-- begin Material for this exercise --
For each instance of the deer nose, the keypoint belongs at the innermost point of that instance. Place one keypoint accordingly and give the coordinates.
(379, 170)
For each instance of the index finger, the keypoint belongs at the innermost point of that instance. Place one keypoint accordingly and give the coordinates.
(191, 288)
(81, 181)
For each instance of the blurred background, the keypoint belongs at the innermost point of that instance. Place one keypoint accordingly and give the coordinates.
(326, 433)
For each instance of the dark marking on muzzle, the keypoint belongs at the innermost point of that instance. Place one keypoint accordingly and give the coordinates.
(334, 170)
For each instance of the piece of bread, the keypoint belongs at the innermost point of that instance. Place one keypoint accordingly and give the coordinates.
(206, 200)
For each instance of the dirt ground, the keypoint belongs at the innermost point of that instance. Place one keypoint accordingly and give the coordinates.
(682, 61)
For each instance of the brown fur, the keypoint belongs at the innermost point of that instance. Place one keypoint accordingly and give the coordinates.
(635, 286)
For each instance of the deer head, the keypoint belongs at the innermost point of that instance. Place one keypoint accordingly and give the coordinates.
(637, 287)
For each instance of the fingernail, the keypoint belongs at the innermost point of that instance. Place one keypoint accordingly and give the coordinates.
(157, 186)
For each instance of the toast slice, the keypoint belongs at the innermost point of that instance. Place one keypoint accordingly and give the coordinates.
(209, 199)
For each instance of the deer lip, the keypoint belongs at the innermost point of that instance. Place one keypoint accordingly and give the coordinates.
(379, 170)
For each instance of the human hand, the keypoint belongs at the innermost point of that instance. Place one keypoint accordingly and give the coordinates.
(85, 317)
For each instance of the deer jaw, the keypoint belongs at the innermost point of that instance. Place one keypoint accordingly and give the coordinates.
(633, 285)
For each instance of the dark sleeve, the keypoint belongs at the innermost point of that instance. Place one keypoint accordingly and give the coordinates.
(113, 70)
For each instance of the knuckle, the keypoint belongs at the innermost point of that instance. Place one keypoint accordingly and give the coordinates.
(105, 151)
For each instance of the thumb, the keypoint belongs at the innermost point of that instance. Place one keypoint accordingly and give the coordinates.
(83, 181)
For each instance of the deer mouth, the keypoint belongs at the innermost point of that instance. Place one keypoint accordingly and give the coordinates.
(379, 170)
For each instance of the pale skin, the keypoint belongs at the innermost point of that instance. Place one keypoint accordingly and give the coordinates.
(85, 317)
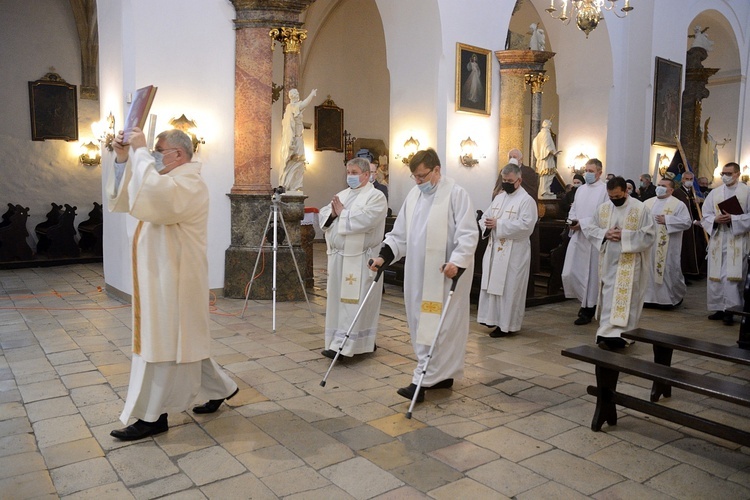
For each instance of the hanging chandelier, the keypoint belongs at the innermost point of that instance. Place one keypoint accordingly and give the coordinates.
(587, 13)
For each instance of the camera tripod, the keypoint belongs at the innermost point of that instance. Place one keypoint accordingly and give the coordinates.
(275, 215)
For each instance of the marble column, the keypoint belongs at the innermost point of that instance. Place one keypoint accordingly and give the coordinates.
(251, 194)
(291, 40)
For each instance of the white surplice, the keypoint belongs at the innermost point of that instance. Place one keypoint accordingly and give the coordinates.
(727, 249)
(408, 239)
(666, 285)
(580, 274)
(507, 260)
(171, 335)
(364, 213)
(638, 234)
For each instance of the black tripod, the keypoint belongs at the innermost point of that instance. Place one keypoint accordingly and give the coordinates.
(275, 215)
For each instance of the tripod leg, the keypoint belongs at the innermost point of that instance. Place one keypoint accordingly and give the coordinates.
(255, 268)
(296, 267)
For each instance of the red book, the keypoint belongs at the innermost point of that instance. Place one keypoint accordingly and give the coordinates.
(139, 108)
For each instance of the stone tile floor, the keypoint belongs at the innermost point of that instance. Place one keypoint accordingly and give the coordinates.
(516, 426)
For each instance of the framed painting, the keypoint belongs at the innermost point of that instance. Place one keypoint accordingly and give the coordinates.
(473, 78)
(54, 109)
(665, 124)
(329, 127)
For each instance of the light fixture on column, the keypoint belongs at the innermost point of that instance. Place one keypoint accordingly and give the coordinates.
(468, 150)
(587, 13)
(90, 154)
(411, 146)
(189, 127)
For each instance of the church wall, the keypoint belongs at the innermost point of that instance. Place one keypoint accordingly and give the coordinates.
(34, 37)
(187, 51)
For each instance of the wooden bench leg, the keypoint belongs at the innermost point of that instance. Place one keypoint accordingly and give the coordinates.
-- end Material for this exercise --
Written problem | Quote the lines of the listing above that run from the line with "For each instance of the light" through its last line, both included, and nothing else.

Solution to this exercise |
For each instance of the light fixture on column, the keypoint belongs at the innermost point of that instance. Place one keypoint accordingly and give the coordinates.
(468, 150)
(587, 13)
(90, 154)
(411, 146)
(189, 127)
For each instance of the church wall, the keypoint belongs at the innermost point of that instance. Place one keypoint accordingly and give the coordinates.
(34, 37)
(187, 51)
For each instance of the wooden bench leg, the keypoint belongs at the innermost point of that instance. Place one keypoint accordingly and give the coordinates.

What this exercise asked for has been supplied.